# Problem to work on
Take every line from the material that has the word "below" in it.

# Supplied data
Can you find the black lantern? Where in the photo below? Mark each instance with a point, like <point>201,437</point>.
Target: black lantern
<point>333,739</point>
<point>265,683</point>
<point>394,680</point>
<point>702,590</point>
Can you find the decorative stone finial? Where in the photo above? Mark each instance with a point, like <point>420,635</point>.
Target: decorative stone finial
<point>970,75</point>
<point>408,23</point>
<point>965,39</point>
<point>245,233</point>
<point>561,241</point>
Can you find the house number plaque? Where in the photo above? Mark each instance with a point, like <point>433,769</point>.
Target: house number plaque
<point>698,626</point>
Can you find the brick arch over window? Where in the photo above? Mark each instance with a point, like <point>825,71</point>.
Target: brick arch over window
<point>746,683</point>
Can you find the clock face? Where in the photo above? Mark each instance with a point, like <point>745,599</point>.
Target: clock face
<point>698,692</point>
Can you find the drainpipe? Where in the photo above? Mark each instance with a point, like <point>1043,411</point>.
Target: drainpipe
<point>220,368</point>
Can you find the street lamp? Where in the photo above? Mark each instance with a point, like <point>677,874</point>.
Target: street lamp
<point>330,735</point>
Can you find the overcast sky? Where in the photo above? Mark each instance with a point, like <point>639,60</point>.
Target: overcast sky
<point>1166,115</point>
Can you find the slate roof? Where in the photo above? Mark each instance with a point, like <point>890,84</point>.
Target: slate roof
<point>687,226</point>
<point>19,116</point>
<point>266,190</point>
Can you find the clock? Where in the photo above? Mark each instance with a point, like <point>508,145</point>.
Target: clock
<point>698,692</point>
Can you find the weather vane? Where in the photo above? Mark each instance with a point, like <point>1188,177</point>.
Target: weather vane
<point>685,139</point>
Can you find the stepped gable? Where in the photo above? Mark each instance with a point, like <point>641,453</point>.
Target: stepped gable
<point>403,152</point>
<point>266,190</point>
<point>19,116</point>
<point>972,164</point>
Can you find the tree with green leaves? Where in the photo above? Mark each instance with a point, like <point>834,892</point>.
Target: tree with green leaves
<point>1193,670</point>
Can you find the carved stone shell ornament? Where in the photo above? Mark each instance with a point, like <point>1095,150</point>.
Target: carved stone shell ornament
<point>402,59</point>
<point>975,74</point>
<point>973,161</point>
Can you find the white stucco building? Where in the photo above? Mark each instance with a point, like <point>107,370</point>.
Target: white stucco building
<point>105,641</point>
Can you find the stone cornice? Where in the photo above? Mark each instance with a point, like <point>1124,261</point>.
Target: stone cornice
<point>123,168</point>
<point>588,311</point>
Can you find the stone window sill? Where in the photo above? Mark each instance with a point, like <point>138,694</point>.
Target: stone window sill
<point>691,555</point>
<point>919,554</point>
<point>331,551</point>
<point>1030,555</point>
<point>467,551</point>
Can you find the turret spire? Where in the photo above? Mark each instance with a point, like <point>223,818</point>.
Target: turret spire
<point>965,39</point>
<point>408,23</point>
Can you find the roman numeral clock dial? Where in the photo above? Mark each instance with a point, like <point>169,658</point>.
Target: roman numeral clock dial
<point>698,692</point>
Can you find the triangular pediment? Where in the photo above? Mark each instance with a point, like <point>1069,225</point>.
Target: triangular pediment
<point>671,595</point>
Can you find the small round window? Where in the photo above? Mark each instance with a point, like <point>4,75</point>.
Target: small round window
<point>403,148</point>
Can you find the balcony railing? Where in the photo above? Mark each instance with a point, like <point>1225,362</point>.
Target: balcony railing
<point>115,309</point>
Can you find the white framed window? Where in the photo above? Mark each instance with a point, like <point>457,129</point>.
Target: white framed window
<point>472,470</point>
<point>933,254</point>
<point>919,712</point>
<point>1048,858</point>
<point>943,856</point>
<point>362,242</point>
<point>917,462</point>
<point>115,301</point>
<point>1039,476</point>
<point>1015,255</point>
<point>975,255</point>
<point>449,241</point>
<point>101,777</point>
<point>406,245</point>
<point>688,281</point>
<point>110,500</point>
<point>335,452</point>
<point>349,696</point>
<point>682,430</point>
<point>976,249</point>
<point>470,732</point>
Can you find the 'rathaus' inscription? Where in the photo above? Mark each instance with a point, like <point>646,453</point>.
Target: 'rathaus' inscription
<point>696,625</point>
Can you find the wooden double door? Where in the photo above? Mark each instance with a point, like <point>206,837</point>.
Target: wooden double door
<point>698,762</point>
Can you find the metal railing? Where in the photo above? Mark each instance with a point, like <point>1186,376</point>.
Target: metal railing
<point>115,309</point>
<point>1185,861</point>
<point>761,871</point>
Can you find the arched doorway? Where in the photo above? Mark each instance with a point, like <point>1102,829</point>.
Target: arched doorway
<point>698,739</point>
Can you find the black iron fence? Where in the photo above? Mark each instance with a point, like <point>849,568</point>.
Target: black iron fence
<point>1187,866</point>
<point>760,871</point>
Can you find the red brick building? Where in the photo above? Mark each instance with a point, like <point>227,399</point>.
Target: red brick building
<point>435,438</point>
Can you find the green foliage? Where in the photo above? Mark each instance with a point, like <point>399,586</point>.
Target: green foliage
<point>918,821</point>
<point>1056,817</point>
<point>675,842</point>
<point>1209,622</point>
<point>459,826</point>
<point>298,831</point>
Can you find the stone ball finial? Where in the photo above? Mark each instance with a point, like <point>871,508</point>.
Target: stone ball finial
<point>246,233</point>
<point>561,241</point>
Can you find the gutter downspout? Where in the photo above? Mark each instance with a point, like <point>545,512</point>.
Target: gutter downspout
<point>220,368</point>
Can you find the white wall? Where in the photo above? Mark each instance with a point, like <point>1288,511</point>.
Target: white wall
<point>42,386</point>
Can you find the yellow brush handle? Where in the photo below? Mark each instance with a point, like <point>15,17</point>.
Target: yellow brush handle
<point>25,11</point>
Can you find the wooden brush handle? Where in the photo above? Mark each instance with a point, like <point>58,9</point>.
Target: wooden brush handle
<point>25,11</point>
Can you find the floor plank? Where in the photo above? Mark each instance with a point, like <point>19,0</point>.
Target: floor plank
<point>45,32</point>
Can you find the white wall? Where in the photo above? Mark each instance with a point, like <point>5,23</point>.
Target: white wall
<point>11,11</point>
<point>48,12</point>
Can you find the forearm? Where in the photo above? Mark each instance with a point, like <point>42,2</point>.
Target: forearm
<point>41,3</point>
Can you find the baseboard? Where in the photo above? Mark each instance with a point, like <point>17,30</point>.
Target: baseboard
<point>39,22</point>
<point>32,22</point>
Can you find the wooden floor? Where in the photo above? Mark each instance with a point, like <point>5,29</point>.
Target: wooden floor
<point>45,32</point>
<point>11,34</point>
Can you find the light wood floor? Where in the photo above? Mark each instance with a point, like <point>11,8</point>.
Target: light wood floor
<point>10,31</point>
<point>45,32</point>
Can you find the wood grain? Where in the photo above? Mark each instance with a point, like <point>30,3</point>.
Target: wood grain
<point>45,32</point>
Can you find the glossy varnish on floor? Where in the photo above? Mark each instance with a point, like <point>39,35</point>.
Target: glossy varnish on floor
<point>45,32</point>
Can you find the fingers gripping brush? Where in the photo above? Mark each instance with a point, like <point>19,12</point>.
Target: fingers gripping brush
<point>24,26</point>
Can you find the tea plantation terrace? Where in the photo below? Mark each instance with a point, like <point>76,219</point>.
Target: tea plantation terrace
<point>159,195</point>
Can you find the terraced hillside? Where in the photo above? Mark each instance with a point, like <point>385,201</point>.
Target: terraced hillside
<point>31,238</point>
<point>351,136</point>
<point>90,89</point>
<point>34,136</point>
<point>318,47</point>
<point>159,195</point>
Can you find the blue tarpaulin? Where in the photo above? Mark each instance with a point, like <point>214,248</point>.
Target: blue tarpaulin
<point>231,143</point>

# Answer box
Can you find the black lantern? Where in the photo below? Mark each instance with a point, like <point>201,437</point>.
Can you find the yellow brush handle? Where in the photo below? Mark each instance with a point, like <point>15,17</point>.
Can you find the tea plantation terrace? Where in the photo below? Mark each instance with a point, like <point>76,219</point>.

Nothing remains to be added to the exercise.